**DOCUMENT PASSAGE:**
::::::::::

MongoDB Terminology Mapping

SQL Term MongoDB Term
Database Database
Table Collection
Row Document
Column Field
Primary Key _id field
Index Index
JOIN $lookup (aggregation) or embedding
Schema Validation rules (optional)

BSON Format & ObjectId

MongoDB stores data in BSON (Binary JSON) — a binary-encoded extension of JSON.

BSON vs JSON

Feature JSON BSON
Format Text Binary
Types 6 types (string, number, boolean, null, array, object) 20+ types (Date, Decimal128, Binary, ObjectId, etc.)
Size Larger (text encoding) Compact (binary)

::::::::::

**PROVIDED MATERIAL:**
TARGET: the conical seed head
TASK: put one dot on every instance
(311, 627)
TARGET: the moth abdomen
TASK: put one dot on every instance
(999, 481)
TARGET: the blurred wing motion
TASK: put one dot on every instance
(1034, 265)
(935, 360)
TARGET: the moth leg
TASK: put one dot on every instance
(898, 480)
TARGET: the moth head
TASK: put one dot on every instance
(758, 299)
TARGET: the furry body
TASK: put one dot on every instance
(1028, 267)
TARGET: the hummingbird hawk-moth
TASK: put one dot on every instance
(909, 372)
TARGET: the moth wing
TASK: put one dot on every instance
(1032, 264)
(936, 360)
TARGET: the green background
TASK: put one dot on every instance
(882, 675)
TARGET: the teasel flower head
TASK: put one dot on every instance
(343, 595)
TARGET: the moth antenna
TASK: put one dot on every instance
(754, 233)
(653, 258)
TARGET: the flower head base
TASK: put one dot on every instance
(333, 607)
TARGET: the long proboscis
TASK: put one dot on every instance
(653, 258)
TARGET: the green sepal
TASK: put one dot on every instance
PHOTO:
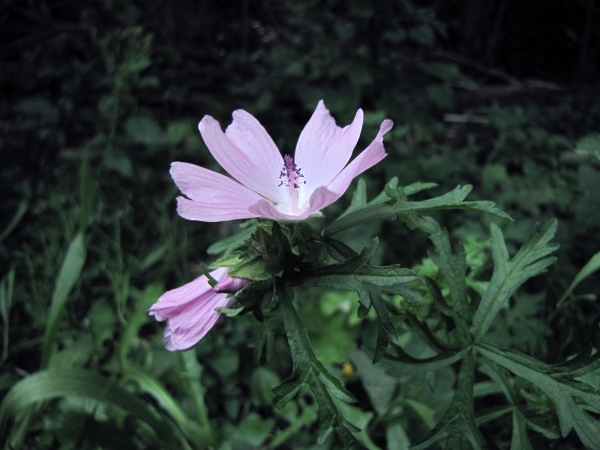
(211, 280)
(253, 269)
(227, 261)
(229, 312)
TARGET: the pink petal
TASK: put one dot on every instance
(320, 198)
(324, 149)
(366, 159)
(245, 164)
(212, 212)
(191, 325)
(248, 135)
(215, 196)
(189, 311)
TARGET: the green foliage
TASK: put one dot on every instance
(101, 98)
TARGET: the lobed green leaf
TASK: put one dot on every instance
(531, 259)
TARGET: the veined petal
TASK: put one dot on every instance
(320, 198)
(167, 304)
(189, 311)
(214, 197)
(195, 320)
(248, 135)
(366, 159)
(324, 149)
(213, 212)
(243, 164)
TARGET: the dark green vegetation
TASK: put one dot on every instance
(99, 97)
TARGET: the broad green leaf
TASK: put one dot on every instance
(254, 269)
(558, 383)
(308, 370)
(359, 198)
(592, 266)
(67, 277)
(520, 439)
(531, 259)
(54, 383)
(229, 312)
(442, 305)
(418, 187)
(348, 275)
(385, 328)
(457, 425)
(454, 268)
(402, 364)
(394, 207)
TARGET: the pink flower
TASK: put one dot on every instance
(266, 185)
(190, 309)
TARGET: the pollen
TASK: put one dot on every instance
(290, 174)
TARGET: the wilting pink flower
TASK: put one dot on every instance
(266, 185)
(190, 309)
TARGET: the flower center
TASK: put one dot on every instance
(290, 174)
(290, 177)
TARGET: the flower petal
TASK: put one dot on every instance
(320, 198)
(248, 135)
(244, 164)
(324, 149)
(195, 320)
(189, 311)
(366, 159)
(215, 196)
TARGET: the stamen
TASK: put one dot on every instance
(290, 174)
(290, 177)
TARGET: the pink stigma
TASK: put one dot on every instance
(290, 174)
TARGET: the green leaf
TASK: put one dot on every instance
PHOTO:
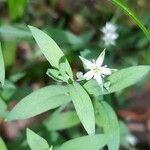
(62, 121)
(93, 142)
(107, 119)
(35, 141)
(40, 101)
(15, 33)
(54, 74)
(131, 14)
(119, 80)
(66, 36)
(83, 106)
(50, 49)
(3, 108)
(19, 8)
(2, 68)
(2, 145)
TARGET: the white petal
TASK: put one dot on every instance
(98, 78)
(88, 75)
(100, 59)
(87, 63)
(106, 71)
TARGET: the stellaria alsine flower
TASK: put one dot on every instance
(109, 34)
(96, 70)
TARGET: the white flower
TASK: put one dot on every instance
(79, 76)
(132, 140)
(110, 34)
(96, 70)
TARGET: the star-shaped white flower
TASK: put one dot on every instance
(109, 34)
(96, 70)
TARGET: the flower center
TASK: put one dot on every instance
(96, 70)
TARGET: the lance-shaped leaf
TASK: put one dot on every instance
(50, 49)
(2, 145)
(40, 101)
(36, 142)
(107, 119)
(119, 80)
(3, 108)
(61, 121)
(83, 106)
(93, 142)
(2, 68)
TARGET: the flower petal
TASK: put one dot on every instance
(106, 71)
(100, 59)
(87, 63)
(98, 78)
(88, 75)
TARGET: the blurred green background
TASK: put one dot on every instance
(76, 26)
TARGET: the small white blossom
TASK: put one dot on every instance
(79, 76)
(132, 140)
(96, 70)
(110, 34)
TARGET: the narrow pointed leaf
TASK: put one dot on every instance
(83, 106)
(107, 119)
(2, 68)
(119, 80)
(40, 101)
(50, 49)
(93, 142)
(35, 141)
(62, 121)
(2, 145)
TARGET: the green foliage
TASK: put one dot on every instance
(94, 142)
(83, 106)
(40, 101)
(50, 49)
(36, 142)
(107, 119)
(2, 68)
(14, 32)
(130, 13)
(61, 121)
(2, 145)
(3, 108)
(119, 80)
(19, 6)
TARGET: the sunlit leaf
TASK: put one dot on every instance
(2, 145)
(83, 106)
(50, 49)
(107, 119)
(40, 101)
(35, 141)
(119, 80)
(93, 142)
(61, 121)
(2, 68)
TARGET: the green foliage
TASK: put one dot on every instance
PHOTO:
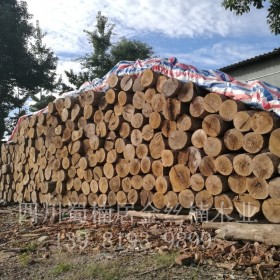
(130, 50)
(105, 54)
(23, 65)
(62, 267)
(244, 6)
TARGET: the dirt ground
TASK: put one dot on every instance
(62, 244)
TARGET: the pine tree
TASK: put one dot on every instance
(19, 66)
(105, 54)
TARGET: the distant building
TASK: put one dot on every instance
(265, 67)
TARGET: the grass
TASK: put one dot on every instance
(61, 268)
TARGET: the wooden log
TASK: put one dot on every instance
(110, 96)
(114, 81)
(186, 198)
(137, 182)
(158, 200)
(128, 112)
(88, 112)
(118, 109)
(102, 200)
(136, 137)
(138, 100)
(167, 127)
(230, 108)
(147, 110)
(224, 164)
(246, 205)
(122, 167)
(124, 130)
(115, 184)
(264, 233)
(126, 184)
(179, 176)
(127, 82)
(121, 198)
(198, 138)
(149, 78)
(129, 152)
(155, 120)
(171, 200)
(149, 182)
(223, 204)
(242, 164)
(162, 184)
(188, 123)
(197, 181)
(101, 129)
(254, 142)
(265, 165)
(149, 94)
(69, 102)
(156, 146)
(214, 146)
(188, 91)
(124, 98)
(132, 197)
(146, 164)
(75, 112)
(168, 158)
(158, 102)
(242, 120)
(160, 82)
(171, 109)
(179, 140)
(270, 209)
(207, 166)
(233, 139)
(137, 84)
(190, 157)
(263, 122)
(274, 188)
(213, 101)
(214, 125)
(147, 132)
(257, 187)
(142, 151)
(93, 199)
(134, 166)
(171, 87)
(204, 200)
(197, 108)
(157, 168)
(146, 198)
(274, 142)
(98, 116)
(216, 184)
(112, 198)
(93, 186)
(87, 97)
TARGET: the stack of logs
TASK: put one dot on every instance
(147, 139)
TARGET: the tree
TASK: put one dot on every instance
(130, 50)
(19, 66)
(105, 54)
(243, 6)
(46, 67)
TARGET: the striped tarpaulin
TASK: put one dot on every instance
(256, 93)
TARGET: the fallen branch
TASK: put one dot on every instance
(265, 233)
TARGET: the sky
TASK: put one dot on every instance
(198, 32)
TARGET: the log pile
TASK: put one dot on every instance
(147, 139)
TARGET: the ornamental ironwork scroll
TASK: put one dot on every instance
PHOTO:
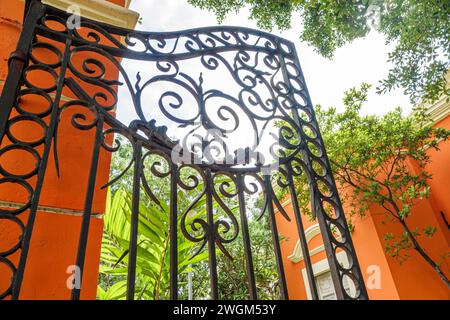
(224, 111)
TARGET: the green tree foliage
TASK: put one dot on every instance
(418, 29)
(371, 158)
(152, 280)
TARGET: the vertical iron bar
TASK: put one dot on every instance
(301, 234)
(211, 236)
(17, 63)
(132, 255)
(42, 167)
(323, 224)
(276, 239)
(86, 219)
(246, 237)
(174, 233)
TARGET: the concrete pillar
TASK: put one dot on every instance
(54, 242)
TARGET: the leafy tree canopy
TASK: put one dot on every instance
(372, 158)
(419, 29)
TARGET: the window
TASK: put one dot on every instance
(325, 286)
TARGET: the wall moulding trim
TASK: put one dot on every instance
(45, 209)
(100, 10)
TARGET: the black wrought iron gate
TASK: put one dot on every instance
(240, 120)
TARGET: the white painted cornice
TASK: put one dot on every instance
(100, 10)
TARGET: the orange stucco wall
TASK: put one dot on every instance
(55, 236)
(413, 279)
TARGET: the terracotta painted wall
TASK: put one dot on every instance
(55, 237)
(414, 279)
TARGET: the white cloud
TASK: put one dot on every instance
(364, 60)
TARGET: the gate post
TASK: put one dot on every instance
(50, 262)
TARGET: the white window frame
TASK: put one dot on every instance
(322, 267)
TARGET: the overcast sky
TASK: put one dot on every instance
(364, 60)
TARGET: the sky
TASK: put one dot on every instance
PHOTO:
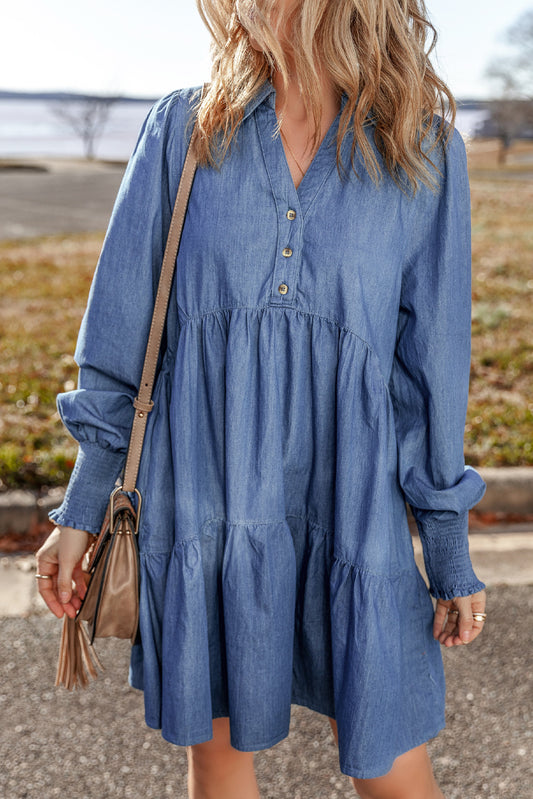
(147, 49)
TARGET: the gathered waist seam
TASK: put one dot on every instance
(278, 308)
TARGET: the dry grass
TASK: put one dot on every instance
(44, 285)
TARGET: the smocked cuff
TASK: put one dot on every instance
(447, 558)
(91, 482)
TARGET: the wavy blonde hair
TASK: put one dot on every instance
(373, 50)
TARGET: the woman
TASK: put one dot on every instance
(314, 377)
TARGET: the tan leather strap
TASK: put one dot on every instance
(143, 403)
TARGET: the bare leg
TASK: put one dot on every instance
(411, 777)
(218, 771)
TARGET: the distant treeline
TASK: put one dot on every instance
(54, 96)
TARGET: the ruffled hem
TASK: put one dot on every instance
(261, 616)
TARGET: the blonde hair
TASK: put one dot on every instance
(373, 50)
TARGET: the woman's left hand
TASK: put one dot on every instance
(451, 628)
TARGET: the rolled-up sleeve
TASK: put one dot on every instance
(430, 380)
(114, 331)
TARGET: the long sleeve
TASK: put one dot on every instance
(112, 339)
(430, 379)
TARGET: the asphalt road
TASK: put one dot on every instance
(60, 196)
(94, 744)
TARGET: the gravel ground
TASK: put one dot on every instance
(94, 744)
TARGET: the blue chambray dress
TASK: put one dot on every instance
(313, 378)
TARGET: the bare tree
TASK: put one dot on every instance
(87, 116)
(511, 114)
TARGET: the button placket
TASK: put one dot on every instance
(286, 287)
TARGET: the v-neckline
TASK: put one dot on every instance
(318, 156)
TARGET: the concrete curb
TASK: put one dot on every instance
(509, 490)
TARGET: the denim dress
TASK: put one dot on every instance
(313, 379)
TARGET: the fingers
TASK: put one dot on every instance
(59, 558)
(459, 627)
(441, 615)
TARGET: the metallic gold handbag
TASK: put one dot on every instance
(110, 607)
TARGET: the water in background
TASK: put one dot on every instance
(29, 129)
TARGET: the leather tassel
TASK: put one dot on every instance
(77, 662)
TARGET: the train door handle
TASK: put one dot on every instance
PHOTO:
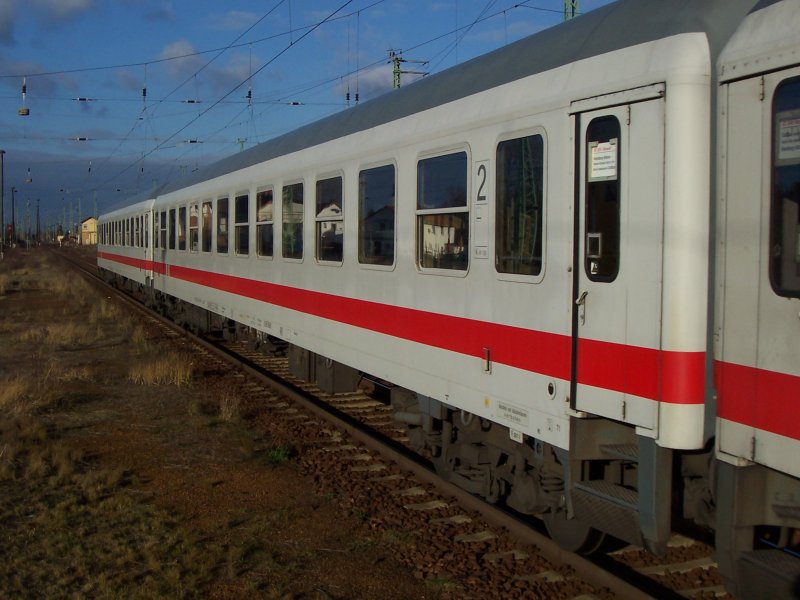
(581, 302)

::::::::::

**TO DO:**
a – Answer these questions from the MongoDB terminology passage.
(i) Which MongoDB term corresponds to the SQL term "Table"?
(ii) What does the passage give as the full name of BSON?
(iii) How many types does the passage say JSON has?
b – Quote the MongoDB terminology passage from "SQL Term MongoDB" through "Validation rules (optional)".

**COMPLETE ANSWERS:**
a –
(i) Collection
(ii) Binary JSON
(iii) 6

b –
SQL Term MongoDB Term
Database Database
Table Collection
Row Document
Column Field
Primary Key _id field
Index Index
JOIN $lookup (aggregation) or embedding
Schema Validation rules (optional)